■ **THE TASKS**
a. In the message about accented characters, which Emacs keystrokes does the writer say suffice to type 25 hyphens?
b. Resume the message about typing accented characters on an American keyboard, picking up right after its final line.

■ **GIVEN TEXT**
____________

2015-02-10 Thread Rustom Mody
On Wednesday, February 11, 2015 at 2:36:23 AM UTC+5:30, Skip Montanaro wrote:
> I know this is way off-topic for this group, but I figured if anyone
> in the online virtual communities I participate in would know the
> answer, the Pythonistas would... Google has so far not been my friend
> in this realm.
> 
> One of the things I really like about my Skype keyboard (and likely
> other "soft" keyboards on Android) is that when you hold down a "key"
> for a brief moment, a little mini keyboard pops up, from which you can
> easily choose various accented variants and other symbols. For
> instance, If I press and hold the "d" key, I see these choices (ignore
> the capitalization of the first letter - my mistake sending a text
> message to myself from my phone, and I can't seem to convert it to
> lower case):   Đ|¦&dðď
> 
> While I'm a touch typist, I almost never use auto-repeat, which is the
> "binding" of held keys in most environments (curse you, IBM and your
> Selectric!). These days I find my self needing accented characters
> much more frequently than key repeat (C-u 2 5 - suffices in Emacs to
> bat out 25 hyphens). Being an American with an American keyboard, I
> haven't the slightest idea how to type any accented characters or
> common symbols using the many modifier keys on my keyboard, and no key
> caps display what the various options are. And I'm getting kind of
> tired of going to Google and searching for "degree symbol". :-/
> 
> Is there an X11 or Mac extension/program/app/magic thing which I can
> install in either environment to get this kind of functionality? I'm
> thinking that if you hold down a key for the auto-repeat interval,
> instead of the key repeat thing making all sorts of duplicates, a
> little window would pop up over/near the insertion point, which I can
> navigate with the arrow keys, then hit RET to accept or ESC (or
> similar) to cancel. It need not be perfect. It might (for example)

____________

■ **RECORDED DATA**
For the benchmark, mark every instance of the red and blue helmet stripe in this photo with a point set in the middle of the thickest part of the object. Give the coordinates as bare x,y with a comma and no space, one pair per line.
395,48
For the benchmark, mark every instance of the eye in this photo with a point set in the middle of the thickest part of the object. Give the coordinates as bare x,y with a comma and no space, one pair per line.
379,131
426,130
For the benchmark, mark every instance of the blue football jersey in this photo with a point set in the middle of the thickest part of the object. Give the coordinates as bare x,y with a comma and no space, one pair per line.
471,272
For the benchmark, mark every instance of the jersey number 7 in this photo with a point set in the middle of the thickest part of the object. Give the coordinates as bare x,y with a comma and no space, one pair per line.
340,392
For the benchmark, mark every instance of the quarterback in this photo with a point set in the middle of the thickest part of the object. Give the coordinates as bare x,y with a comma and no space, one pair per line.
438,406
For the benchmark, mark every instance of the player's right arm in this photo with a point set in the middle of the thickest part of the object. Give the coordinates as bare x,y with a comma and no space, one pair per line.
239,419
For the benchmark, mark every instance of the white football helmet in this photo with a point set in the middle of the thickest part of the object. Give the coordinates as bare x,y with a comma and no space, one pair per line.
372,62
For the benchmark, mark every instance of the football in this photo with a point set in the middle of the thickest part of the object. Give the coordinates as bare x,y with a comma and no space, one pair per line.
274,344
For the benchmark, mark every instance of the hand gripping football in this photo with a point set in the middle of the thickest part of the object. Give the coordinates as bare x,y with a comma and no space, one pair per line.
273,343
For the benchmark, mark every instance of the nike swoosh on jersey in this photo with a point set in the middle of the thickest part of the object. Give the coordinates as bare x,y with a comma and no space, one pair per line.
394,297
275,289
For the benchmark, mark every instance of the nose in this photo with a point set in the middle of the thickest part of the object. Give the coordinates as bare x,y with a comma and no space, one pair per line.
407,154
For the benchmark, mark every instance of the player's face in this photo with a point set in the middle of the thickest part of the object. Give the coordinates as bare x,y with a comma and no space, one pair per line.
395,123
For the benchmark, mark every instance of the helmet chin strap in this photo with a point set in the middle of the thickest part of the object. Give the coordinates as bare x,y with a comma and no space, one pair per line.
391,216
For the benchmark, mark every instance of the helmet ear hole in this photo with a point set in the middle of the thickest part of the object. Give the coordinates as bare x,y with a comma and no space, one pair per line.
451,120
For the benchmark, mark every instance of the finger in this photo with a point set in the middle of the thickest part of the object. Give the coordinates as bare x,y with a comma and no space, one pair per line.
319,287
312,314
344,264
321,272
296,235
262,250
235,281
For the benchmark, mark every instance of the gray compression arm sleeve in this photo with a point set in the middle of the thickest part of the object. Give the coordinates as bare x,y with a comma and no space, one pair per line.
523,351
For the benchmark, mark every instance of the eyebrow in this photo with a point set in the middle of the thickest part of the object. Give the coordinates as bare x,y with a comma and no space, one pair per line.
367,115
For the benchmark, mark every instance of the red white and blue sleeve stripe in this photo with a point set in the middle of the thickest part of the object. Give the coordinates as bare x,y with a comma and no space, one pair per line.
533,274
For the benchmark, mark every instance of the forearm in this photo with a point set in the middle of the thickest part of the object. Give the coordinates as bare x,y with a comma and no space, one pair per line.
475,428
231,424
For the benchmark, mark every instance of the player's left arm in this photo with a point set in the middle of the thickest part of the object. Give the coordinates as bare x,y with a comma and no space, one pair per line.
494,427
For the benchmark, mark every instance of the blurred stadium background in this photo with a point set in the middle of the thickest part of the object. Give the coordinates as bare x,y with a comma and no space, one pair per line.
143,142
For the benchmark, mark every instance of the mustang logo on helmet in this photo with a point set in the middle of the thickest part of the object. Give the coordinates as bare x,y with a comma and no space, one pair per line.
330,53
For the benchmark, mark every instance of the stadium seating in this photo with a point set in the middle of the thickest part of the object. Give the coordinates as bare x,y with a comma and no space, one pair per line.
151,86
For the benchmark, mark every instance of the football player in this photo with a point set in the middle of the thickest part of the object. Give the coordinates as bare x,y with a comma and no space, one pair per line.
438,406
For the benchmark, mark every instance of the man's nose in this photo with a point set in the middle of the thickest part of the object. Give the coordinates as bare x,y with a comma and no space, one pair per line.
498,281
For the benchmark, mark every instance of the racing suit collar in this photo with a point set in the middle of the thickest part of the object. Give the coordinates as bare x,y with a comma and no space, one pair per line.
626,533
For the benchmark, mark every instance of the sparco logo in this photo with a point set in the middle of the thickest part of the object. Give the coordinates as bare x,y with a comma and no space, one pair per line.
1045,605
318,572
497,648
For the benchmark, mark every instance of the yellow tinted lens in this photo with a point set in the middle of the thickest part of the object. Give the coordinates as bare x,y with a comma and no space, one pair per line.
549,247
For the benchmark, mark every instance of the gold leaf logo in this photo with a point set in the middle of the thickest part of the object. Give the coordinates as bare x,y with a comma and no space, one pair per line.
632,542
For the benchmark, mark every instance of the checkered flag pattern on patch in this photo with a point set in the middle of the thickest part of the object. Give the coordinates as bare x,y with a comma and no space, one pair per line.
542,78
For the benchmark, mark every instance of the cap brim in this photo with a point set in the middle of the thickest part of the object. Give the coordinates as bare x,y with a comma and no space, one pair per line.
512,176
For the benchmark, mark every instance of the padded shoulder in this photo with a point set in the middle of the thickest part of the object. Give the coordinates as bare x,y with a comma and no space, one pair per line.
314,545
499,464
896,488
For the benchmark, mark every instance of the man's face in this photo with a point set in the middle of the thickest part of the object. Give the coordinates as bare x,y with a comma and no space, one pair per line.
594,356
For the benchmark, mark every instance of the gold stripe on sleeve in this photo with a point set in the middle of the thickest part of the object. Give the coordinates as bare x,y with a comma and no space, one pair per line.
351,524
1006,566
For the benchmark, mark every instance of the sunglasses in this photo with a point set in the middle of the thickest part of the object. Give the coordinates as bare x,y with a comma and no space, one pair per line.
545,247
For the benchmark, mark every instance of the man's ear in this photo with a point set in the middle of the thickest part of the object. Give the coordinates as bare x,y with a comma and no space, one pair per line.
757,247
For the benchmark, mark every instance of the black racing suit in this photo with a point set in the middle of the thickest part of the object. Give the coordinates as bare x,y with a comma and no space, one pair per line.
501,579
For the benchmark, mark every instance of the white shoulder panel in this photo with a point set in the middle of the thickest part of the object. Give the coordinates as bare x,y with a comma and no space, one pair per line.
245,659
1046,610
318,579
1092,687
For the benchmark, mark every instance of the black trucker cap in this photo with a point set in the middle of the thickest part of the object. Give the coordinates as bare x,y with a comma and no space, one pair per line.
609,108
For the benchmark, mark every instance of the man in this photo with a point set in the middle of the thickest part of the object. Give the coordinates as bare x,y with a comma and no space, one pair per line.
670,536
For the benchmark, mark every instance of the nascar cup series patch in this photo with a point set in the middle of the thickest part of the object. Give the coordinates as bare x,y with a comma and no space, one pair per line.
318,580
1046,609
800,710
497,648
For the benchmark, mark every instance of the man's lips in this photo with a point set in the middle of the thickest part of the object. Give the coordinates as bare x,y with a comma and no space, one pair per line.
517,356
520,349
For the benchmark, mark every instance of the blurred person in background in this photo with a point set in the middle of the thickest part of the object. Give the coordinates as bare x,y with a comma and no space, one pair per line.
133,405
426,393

____________

■ **RESULTS FOR EACH TASK**
a. C-u 2 5 -

b.
> only work in certain environments (Chrome, Emacs, vim, Firefox).
> Anyplace to start. It need even be written in Python (though that
> would be cool.) I think that once something like this caught hold, it
> would fairly quickly take over from the dark lords of auto-repeat.
> 
> Thx,
> 
> Skip

Nice question – I too await an answer.
Was amused when gmail offered facilities to type devanagari.
After using for a while found it way too clever for my taste and found emacs'
itrans input method better — emacs is slightly dumb, gmail is way too clever.

Here is (Yuri Khan's answers) about changing Xorg keyboard maps:

https://groups.google.com/forum/#!searchin/gnu.emacs.help/Yuri$20X$20Rusi/gnu.emacs.help/yesOU0m0vIE/CEvhlRZZY6kJ

Here is a rather neat general collection of compose settings:
https://github.com/rrthomas/pointless-xcompose¹

> And I'm getting kind of tired of going to Google and searching for "degree 
> symbol". :-/


Yeah…  More to add to your question than to answer: my recent blog post:
blog.languager.org/2015/01/unicode-and-universe.html

Towards the end there are multi-levels of input methods.
It would be good to work out in greater detail the intermediate levels between
"google for degree symbol" and "type degree symbol on keyboard"

¹ He does not explain how to setup compose though the whole point of 
pointless(!) is to use it.

$ setxkbmap -option compose:menu  # set compose to menu (Windows-menu)
$ setxkbmap -option compose:rwin  # to rwin
$ setxkbmap -option compose:ralt  # to ralt (the usual AltGr)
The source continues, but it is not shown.